* Start Material provided *

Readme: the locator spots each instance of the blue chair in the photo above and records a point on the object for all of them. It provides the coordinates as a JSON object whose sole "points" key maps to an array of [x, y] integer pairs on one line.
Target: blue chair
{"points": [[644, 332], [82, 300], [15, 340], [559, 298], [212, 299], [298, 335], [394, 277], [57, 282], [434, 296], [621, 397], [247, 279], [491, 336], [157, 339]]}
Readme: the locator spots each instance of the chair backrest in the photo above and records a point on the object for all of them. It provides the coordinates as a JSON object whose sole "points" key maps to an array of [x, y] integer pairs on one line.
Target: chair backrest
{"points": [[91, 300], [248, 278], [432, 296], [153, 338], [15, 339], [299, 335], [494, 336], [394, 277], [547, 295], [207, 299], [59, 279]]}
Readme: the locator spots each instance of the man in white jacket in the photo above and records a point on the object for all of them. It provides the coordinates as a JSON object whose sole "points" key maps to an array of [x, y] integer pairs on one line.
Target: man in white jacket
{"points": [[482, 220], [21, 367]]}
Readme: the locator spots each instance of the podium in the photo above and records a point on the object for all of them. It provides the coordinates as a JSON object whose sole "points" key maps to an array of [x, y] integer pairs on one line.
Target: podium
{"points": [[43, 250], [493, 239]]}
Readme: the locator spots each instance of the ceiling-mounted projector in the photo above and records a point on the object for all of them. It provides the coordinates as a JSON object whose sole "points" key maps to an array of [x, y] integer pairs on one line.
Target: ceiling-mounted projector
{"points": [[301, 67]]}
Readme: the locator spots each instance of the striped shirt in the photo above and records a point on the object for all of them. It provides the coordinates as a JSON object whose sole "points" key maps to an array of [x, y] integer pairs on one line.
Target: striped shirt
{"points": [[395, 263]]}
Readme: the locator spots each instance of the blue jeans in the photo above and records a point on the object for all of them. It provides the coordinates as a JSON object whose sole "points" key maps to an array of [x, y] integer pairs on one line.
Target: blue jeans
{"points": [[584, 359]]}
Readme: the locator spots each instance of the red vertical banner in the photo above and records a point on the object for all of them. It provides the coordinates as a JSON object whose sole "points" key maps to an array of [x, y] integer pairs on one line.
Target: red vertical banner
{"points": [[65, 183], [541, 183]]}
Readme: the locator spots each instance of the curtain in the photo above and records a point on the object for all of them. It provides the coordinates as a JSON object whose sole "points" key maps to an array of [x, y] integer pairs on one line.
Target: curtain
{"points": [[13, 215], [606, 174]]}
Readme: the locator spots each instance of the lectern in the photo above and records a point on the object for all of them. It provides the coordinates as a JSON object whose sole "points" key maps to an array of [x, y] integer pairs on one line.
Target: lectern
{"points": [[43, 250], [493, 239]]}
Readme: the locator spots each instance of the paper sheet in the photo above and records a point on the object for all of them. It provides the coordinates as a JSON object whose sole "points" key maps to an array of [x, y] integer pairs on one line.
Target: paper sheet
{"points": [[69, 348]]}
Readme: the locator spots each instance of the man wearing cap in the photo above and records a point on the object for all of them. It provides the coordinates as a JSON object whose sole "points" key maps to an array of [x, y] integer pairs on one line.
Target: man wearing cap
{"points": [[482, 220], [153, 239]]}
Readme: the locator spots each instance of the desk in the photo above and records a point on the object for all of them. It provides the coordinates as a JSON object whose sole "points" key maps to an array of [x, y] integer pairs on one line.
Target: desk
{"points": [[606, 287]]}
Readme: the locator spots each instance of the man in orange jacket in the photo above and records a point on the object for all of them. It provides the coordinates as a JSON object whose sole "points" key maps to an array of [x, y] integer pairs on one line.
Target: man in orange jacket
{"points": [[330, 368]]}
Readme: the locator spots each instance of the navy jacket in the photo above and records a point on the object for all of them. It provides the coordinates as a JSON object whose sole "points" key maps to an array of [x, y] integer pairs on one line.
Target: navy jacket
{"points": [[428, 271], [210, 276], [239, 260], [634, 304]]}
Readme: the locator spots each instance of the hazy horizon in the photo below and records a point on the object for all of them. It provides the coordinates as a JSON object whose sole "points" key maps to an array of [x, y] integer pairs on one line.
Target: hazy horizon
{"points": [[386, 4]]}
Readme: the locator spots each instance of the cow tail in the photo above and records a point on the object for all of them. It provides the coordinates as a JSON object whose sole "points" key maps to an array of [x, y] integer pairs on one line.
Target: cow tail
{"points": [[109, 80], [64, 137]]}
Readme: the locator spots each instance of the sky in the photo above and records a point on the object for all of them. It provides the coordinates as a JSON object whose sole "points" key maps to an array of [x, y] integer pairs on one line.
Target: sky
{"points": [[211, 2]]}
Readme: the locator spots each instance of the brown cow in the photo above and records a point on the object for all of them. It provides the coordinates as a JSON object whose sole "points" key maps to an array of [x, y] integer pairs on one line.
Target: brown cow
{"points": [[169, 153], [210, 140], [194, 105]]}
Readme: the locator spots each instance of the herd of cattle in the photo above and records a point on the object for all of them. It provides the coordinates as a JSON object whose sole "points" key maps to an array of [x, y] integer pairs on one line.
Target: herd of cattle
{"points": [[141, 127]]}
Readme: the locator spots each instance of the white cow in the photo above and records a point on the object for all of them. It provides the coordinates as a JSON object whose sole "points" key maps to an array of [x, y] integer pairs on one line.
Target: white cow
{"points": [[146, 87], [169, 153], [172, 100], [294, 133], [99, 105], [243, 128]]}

* End Material provided *

* [Task statement]: Repeat back the data above, exact to the last character.

* [Problem solution]:
Readme: the locator spots each instance of the blue chair in the photo above and records a point on the object for all of them. It provides the coordinates as a JSON object whose sole "points" key maps to an array of [x, y] integer pairs on one line.
Target: blue chair
{"points": [[644, 332], [82, 300], [15, 340], [559, 298], [212, 299], [298, 335], [394, 277], [57, 282], [434, 296], [621, 397], [247, 279], [491, 336], [157, 339]]}
Readme: the locator spots each instance of the chair backrest in the photo above and records a point on the object for all of them. It provides the coordinates as a JSON object whose sole "points" key maps to an array of [x, y] integer pairs on one line.
Target: chair backrest
{"points": [[91, 300], [248, 278], [432, 296], [153, 338], [15, 339], [299, 335], [494, 336], [394, 277], [547, 295], [207, 299], [59, 279]]}
Readme: the locator spots each instance of the man in white jacket in the photo above and records a point on the object for all of them. It provides the coordinates as a JSON object whose sole "points" key maps to an array of [x, y] integer pairs on one line.
Target: man in white jacket
{"points": [[482, 220], [21, 367]]}
Readme: the locator spots each instance of the podium in the photo above and records a point on the object for all of them. It provides the coordinates as a JSON object whose sole "points" key maps to an array of [x, y] integer pairs on one line.
Target: podium
{"points": [[43, 250], [493, 239]]}
Readme: the locator spots each instance of the ceiling-mounted projector in the photo above and records a point on the object for all of them. It provides the coordinates as a JSON object whose sole "points" key maps to an array of [x, y] integer pairs on one line.
Target: ceiling-mounted projector
{"points": [[301, 67]]}
Readme: the locator spots each instance of the striped shirt in the photo above and records a point on the object for all of them. It provides the coordinates as a JSON object whose sole "points" key maps to an array of [x, y] integer pairs on one line.
Target: striped shirt
{"points": [[395, 263]]}
Readme: the locator spots each instance of the blue jeans in the photo above and records a point on the object for all of them. It provides the coordinates as a JSON object whose sole "points" key maps to an array of [x, y] integer pairs on one line.
Target: blue jeans
{"points": [[584, 359]]}
Readme: the locator spots each instance of the red vertical banner in the photo above and records a point on the object for all of them. It provides the coordinates as a JSON object whose sole "points" key maps to an array of [x, y] integer pairs on one line.
Target: red vertical banner
{"points": [[65, 183], [541, 183]]}
Readme: the locator spots each instance of the curtain in the photo above and records a point on the object for all of them. It provides the coordinates as a JSON object whose sole "points" key maps to an array of [x, y] integer pairs on one line.
Target: curtain
{"points": [[13, 215], [606, 174]]}
Readme: the locator spots each instance of the lectern in the photo above and records a point on the object for all of them. It provides the coordinates as a JSON object whose sole "points" key maps to an array of [x, y] integer pairs on one line.
Target: lectern
{"points": [[43, 250], [493, 239]]}
Readme: the locator spots each instance of the paper sheet in the photo above and records a point on the object for all of them. It provides the coordinates as a JSON object whose sole "points" key maps to an array of [x, y] integer pairs on one line.
Target: paper sheet
{"points": [[69, 348]]}
Readme: the locator spots each instance of the man wearing cap in the photo above and records a point on the object for all of them. It provides the coordinates as a JSON object whose sole "points" key maps to an array of [x, y] integer pairs on one line.
Target: man wearing cap
{"points": [[482, 220], [153, 239]]}
Readme: the locator spots each instance of the desk in the photo above and records a point on the object for all of them. It provides the coordinates as a JSON object whose sole "points" key maps to an array of [x, y] integer pairs on one line.
Target: desk
{"points": [[606, 287]]}
Readme: the locator spots each instance of the man in orange jacket in the photo above and records a point on the object for all of them. It provides the coordinates as a JSON object whose sole "points" key maps to an array of [x, y] integer pairs on one line.
Target: man in orange jacket
{"points": [[330, 368]]}
Readme: the locator spots each instance of the navy jacket in the photo above and records a point on the object for all of them. It provides the coordinates as a JSON object whose sole "points" key maps to an array of [x, y] integer pairs on one line.
Target: navy jacket
{"points": [[428, 271], [210, 276], [239, 260], [634, 304]]}
Readme: the locator spots each instance of the hazy horizon in the photo below and records a point on the object for all of them. It provides the coordinates as a JSON object whose sole "points" key maps to an array of [x, y] integer pairs on one line.
Target: hazy horizon
{"points": [[386, 4]]}
Readme: the locator spots each instance of the cow tail in the photo above and records a point on the object for all of them. It provides the coordinates as a JSON object whose sole "points" key maps to an array of [x, y] integer pairs on one line.
Target: cow tail
{"points": [[109, 80], [64, 137]]}
Readme: the locator spots each instance of the sky in the photo above and records a point on the object for all of them. It provides the coordinates as a JSON object whose sole "points" key maps to an array of [x, y] integer pairs on one line.
Target: sky
{"points": [[211, 2]]}
Readme: the locator spots each instance of the brown cow in the photo above and records a point on the object for all of them. It provides the coordinates as a JSON object whose sole "points" key maps to an array of [x, y] integer pairs on one line.
Target: brown cow
{"points": [[169, 153], [210, 140], [194, 105]]}
Readme: the locator spots each instance of the herd of cattle in the photo above and records a point on the object for all of them. It provides the coordinates as a JSON object whose sole "points" key maps to an array of [x, y] integer pairs on one line.
Target: herd of cattle
{"points": [[141, 127]]}
Readme: the locator spots each instance of the white cow in the photo above and records a point on the object for all of them. It provides the coordinates as a JSON object whose sole "points" key maps to an array of [x, y] integer pairs on one line.
Target: white cow
{"points": [[146, 87], [169, 153], [172, 100], [294, 133], [99, 105], [243, 128]]}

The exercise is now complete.